----- Passage
Elizabeth has brain cancer, but she’s made the decision to live every moment with her family. She knows real suffering, but she also knows real hope and a life worth fighting for.
Increasingly, activist groups are pushing for legalized assisted suicide so that doctors can prescribe lethal doses of drugs to patients like Elizabeth. Nationwide, 45 bills to legalize assisted suicide have been introduced. With your help, Family Policy Alliance and our network of 40 state-based family policy councils have been able to stop all of these bills so far this year by revealing the many layers of abuse and the culture of hopelessness and death that come with legal assisted suicide.
“The lead activist group pushing to legalize assisted suicide spent over $1 Million in Hawaii alone,” said Stephanie Curry, public policy manager for Family Policy Alliance, “but Family Policy Alliance and our state ally Hawaii Family Forum worked with families concerned about the potential for abuse against the elderly and those with serious illnesses to stop the Hawaii bill.”
That potential for abuse is why assisted suicide is illegal in most states. Only a handful of states have legal assisted suicide and until recently, Alabama was one of only three states that didn’t have a specific statute prohibiting the practice. The Alabama Legislature just passed a law that would officially make assisted suicide illegal in the state. HB 96 also includes criminal penalties for those who try to administer a lethal dose of drugs to terminally ill patients.
This bill upholds the sanctity of human life in the state and provides protection for the elderly, those with physical and mental disabilities.
“We are thrilled to work with families across the country who believe every life is worth fighting for,” Curry said. “No one should be abandoned to the hopelessness and lack of care that comes with assisted suicide—we can work together to come up with far better options for our loved ones than that.”
----------
----- Study material
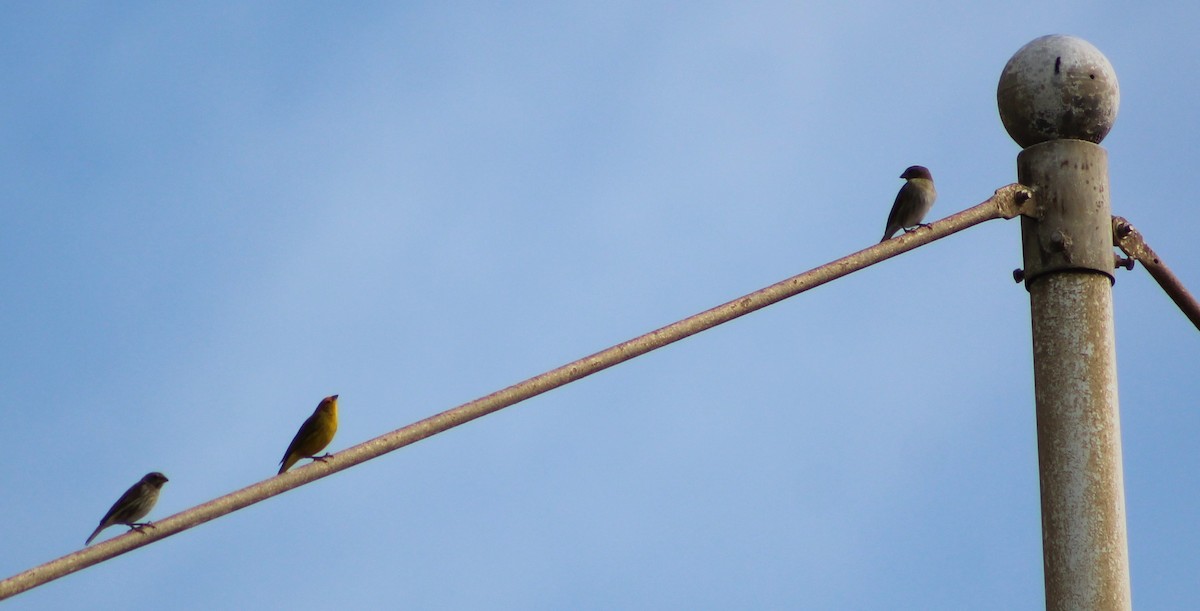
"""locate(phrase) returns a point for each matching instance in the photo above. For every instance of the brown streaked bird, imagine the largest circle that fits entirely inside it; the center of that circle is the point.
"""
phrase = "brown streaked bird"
(913, 201)
(135, 504)
(313, 436)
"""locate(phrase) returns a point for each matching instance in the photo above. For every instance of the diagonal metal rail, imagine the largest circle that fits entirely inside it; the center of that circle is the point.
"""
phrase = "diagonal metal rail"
(1007, 203)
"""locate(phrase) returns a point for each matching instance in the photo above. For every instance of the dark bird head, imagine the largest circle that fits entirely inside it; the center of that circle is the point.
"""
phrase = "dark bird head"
(155, 479)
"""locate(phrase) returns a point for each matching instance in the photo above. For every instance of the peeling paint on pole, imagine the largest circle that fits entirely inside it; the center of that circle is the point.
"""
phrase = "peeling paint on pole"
(1057, 99)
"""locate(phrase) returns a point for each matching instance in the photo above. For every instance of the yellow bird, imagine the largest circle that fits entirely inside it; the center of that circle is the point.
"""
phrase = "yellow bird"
(313, 436)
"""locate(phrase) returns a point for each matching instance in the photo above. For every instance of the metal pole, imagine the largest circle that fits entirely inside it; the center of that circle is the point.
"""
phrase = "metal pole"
(1057, 99)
----------
Answer these from the article on assisted suicide:
1. How many bills to legalize assisted suicide have been introduced nationwide?
2. How much did the lead activist group spend in Hawaii alone?
3. What is the name of the bill the Alabama Legislature passed?

1. 45
2. Over $1 Million
3. HB 96